The decision

IAC-AH-VP-V1


Upper Tribunal
(Immigration and Asylum Chamber) Appeal Number: IA/38854/2014


THE IMMIGRATION ACTS


Heard at Bradford
Decision & Reasons Promulgated
On 2 June 2015
On 12 June 2015



Before

UPPER TRIBUNAL JUDGE CLIVE LANE


Between

SAVDA BALIKCIOGLU
(ANONYMITY DIRECTION not made)
Appellant
and

THE SECRETARY OF STATE FOR THE HOME DEPARTMENT
Respondent


Representation:
For the Appellant: Miss A Hashmi, instructed by Kingswell Watts, Solicitors
For the Respondent: Mrs R Pettersen, a Senior Home Office Presenting Officer


DECISION AND REASONS
1. The appellant Savda Balikcioglu was born on 23 August 1977 and is a female citizen of Turkey. The appellant had been granted leave to remain in the United Kingdom for the purposes of self-employment (under the "Ankara" Agreement) for a period of twelve months. Her application to extend her leave on that basis had been refused by a decision of the respondent dated 15 September 2014. She appealed to the First-tier Tribunal (Judge Mensah) which, in a determination promulgated on 19 February 2015, dismissed the appeal. The appellant now appeals, with permission, to the Upper Tribunal.
2. The appellant does not take issue with the judge's findings regarding her application to remain on the basis of self-employment. Rather, the appeal proceeds entirely on Article 8 ECHR grounds. Those grounds are brief:
'The FTT Judge failed to make a proper Article 8 ECHR assessment in light of the case law relating to the appellants who have a child who is a British citizen residing in the United Kingdom (see for example Omotunde (Best interests - Zambrano applied - Razgar) Nigeria [2011].
The appellant's daughter from a relationship with a British citizen (whom she married under Islamic law) is a British citizen.
The FFT Judge has failed to make a proper assessment under Article 8 ECHR.'
3. Miss Hashmi, for the appellant, submitted that the refusal letter had made no mention of Article 8 ECHR. However, this is hardly surprising since it did not form any part of the appellant's application to remain on the basis of her self-employment. Article 8 ECHR had been raised for the first time in the grounds of appeal to the First-tier Tribunal.
4. Judge Mensah dealt with Article 8 ECHR at [12]. She incorrectly stated that the Court of Appeal judgment in MF (Nigeria) [2013] EWCA Civ 1192 "confirmed that the Immigration Rules are a complete code ?" As Judge Gibb noted when granting permission to appeal, the Court of Appeal in MF held that that part of the Immigration Rules (relating to deportation) does constitute a complete code; the entire Rules do not do so. However, the judge's error is not necessarily material to the outcome of the appeal. The judge went on to find that the appellant's partner is originally from Turkey and had spent the last twenty years living in the United Kingdom. He was previously married and has two children age 12 and 16 years old. The judge noted that, "[the appellant's partner] also told me that if this appeal failed he would go back to Turkey with the appellant, her son and their daughter." The judge went on to consider Section 55 of the Borders Act 2007 and also Section 117B of the Immigration Act 2014. The judge had not referred specifically to Section 117B(6) which provides:
'In the case of a person who is not liable to deportation, the public interest does not require the person's removal where-
(a) the person has a genuine and subsisting parental relationship with a qualifying child, and
(b) it would not be reasonable to expect the child to leave the United Kingdom.'
5. The judge went on to find that:
"I am wholly satisfied that it would be reasonable in this case for the family to leave the United Kingdom and the best interests of the appellant's son and their daughter are served with the family all returning together to Turkey."

▶ [Listing]
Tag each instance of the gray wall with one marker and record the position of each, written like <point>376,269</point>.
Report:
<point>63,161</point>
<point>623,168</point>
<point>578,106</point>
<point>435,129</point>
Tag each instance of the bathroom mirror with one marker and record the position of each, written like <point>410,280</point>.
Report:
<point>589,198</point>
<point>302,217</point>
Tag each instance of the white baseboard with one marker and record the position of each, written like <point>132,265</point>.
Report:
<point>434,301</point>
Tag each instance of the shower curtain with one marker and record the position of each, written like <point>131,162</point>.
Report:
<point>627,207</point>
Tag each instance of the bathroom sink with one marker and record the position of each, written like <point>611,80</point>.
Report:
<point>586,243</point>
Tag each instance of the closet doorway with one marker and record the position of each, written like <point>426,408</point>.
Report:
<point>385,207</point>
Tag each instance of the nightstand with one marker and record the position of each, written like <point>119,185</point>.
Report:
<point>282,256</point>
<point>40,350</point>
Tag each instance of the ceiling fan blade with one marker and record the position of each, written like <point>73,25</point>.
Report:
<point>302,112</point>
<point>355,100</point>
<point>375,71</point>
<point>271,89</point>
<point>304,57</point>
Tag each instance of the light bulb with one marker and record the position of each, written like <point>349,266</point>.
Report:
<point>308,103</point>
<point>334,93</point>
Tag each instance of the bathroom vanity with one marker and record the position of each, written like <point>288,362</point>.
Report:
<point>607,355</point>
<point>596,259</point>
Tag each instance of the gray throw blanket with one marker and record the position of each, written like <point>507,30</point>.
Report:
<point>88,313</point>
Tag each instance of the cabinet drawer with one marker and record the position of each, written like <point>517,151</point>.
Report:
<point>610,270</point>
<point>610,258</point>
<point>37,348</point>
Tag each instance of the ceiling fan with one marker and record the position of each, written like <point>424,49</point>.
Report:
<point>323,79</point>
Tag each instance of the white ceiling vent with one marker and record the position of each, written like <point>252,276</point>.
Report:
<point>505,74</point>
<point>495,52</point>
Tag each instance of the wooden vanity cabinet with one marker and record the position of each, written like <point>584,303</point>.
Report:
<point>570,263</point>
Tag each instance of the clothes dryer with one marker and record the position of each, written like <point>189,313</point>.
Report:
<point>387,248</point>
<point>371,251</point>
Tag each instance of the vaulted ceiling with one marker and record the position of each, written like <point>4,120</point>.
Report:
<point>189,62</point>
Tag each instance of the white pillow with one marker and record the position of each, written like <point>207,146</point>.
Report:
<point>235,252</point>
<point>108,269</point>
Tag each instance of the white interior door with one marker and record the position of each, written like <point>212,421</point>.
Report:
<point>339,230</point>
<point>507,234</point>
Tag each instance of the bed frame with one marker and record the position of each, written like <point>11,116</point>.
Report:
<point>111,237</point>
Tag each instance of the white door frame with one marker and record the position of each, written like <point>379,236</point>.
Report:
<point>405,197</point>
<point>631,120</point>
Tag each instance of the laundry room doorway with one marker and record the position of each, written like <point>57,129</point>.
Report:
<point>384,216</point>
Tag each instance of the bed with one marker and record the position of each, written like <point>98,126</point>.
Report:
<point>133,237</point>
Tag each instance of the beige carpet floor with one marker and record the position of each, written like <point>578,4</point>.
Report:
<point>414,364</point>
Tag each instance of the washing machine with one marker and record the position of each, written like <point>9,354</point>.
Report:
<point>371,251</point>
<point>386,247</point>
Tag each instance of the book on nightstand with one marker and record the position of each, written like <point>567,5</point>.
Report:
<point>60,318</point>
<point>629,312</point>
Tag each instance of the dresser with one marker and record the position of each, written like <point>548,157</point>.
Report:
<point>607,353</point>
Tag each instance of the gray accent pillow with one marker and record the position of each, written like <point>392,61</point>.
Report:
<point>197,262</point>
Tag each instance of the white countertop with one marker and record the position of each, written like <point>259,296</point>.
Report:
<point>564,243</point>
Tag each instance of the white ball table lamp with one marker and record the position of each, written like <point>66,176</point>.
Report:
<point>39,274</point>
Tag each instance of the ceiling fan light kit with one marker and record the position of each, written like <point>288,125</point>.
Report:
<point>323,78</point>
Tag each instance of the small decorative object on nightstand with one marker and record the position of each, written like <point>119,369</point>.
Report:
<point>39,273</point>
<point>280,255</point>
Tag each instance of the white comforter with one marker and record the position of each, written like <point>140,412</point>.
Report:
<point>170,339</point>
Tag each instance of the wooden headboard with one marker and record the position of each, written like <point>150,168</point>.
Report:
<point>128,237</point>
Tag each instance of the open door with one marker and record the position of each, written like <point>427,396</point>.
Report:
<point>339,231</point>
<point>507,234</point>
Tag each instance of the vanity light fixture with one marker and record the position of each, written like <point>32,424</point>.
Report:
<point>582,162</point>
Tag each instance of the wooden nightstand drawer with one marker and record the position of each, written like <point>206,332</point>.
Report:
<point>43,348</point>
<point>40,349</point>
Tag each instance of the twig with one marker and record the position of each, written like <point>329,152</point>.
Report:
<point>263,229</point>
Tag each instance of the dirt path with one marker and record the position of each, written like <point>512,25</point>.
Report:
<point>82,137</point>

▶ [To do]
a - Reproduce the stretch of the tribunal decision from "DECISION AND REASONS" through "the Upper Tribunal.", putting "one year" in place of "twelve months".
b - Answer these about the tribunal decision:
(i) In which city was the appeal heard?
(ii) Which First-tier Tribunal judge dismissed the appeal?
(iii) Who represented the respondent?

▶ [Full answers]
a -
DECISION AND REASONS
1. The appellant Savda Balikcioglu was born on 23 August 1977 and is a female citizen of Turkey. The appellant had been granted leave to remain in the United Kingdom for the purposes of self-employment (under the "Ankara" Agreement) for a period of one year. Her application to extend her leave on that basis had been refused by a decision of the respondent dated 15 September 2014. She appealed to the First-tier Tribunal (Judge Mensah) which, in a determination promulgated on 19 February 2015, dismissed the appeal. The appellant now appeals, with permission, to the Upper Tribunal.

b -
(i) Bradford
(ii) Judge Mensah
(iii) Mrs R Pettersen, a Senior Home Office Presenting Officer